Need for More Tar Sands Imports Called Into Question With Latest U.S. Energy Data


The U.S. Energy Department has sharply cut its forecast for crude oil imports in the next several years, saying that domestic oil will replace imports at a much faster rate than it expected just a few months ago.

Imports in 2016 will be one million barrels a day lower than it projected in April, the department’s Energy Information Administration (EIA) said Monday in its preliminary annual energy outlook for 2014 and beyond.

“With growth in both oil and natural gas production, we see the U.S. moving closer toward self-sufficiency, and there are some very interesting economic and geopolitical implications to all that,” said Adam Sieminski, the EIA’s administrator, at a briefing.

The rapidly changing energy picture could relieve some of the pressure on President Obama to approve one major new conduit for crude oil imports, the Keystone XL pipeline. If built, the project would carry 860,000 barrels a day of crude oil, mostly from Canada’s tar sands, to U.S. refineries on the Texas coast, starting as early as 2016.

Obama’s decision is expected some time next year, after more than five years of review. Forecasts like the one issued Monday have been used by the administration to think through its decision, and pipeline opponents say the latest data undercuts the rationale for the project.

Anthony Swift, an attorney in the international program of the Natural Resources Defense Council, said the new data shows that “we simply don’t need this tar sands pipeline.”

Shawn Howard, a spokesman for TransCanada, the Keystone’s builder, said the new forecast “does not erode the case” for the pipeline. Even under the lower forecast, he said, “Americans will continue to import anywhere between five to eight million barrels a day out to 2040.”

- REQUIRED ACTIONS -
**A)** Using the article on tar sands imports, decide whether each statement agrees with it. Answer yes or no for each, and quote the deciding words exactly.
(i) The department now expects 2016 imports to be one million barrels a day below its April projection.
(ii) The TransCanada spokesman said the new forecast weakens the case for the pipeline.
(iii) Obama's decision on the pipeline is expected next year.
**B)** Carry the article on tar sands imports forward from its last paragraph.

- EXCERPTED RECORDS -
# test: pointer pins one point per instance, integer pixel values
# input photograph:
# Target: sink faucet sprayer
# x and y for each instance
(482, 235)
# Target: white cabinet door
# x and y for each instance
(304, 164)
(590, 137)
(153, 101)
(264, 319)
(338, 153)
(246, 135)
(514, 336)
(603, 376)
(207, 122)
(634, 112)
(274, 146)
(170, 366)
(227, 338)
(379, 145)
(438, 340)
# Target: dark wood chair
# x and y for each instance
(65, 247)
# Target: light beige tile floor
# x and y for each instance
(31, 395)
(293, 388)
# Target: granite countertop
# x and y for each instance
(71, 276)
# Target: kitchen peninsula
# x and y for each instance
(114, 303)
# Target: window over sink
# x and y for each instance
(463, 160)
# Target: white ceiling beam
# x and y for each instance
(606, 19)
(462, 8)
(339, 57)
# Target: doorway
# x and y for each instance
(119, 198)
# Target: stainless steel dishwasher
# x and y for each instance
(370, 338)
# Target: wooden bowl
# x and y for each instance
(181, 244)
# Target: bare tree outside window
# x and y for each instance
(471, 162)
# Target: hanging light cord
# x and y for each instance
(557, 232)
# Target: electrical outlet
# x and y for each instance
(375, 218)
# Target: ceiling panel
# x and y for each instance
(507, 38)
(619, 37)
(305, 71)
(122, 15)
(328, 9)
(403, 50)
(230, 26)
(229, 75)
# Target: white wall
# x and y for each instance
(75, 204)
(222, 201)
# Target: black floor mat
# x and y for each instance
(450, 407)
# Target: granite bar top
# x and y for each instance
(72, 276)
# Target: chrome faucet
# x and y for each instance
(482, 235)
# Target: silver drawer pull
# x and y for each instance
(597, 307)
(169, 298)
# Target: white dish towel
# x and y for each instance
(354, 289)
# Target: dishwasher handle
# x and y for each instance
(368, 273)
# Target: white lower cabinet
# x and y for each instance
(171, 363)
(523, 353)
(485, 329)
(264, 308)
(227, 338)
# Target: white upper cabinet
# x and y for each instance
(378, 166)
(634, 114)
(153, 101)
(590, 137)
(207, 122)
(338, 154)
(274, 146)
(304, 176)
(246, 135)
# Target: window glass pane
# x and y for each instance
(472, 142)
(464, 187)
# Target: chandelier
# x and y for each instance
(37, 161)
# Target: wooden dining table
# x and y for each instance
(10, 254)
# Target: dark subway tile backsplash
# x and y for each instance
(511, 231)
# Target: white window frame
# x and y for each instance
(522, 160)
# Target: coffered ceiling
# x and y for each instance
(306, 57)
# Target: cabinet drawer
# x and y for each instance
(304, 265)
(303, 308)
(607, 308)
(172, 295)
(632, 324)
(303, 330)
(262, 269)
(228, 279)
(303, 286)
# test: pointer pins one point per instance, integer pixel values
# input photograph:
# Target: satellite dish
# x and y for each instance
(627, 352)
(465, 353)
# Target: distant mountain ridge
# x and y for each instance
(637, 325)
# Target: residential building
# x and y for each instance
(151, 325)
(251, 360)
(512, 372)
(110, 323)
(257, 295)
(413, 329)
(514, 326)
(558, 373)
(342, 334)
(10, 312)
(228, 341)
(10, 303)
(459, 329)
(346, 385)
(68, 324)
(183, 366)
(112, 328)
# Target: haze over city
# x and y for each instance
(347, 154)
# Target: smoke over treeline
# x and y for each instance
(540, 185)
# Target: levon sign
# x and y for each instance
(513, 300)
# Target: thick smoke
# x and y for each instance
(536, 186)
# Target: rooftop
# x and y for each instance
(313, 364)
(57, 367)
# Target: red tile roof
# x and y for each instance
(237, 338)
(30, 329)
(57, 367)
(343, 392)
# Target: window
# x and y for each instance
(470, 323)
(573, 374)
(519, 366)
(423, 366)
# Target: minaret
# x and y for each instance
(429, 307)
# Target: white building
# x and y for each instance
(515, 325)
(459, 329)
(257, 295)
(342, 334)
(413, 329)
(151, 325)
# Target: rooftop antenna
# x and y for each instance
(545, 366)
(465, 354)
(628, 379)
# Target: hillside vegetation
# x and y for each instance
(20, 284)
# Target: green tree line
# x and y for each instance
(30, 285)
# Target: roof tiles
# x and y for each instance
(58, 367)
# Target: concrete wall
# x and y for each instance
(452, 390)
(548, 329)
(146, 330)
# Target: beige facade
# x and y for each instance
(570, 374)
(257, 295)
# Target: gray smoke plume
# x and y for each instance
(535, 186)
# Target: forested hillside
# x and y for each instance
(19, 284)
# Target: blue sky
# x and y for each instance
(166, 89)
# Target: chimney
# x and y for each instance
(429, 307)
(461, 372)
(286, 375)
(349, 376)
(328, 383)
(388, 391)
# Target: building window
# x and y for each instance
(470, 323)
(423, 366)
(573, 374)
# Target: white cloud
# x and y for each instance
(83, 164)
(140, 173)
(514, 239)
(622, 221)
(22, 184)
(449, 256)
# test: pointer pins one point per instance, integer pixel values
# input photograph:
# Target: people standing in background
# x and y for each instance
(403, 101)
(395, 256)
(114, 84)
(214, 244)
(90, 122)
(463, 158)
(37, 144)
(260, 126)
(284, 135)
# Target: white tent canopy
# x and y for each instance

- RESULTS OF THE EXERCISE -
**A)**
(i) Yes: "Imports in 2016 will be one million barrels a day lower than it projected in April"
(ii) No: "the new forecast “does not erode the case” for the pipeline"
(iii) Yes: "Obama’s decision is expected some time next year"

**B)**
“Our customers have signed long-term commercial contracts because they understand the need for the oil that Keystone XL will bring to U.S. refineries,” he said. “We have a waiting list of customers interested in securing capacity on Keystone XL if it becomes available.”


CHART: Crude oil imports from Canada are seen increasing significantly in 2014 and 2015, before the Keystone XL could possibly be built. They then remain flat for the next 20 years at less than 3.5 million barrels a day before rising again.

The Numbers


For years, backers of the Keystone pipeline have said the project would help ensure a reliable, Canadian supply of oil to the United States, which had become heavily dependent on imports—often from unstable nations. The new report highlights that the era of dependency is coming to a close.

With domestic crude oil production rising rapidly to 9.5 million barrels a day in 2016 from about 8 million barrels a day currently, imports will fall in the years ahead to 25 percent of the U.S. market, from about 60 percent just a few years ago, it said.

When all sources of energy are included, the nation’s newfound energy independence is even more evident.

Under the new forecast, the net use of imported energy sources of all kinds falls from 16 percent of total consumption in 2012 to 4 percent in 2040. That figure was 30 percent in 2005. The U.S. imports many kinds of energy, including hydroelectric power from Canada, biofuels from Brazil, crude oil and coal.

The bulk of the shift is due to the ongoing increase in natural gas production, as well as growing use of biofuels. The oil boom, while significant, is eventually forecast to taper off, although not as early as previously expected. In 2040, domestic crude oil output will still be higher than it is today, the report said.

The EIA said it expects the growth in natural gas production, especially from fracking in the Marcellus shale around Pennsylvania, to persist for years to come, significantly reshaping the overall energy landscape. Natural gas can displace oil as a transportation fuel, coal as a fuel for power plants, and nuclear or renewable sources of energy.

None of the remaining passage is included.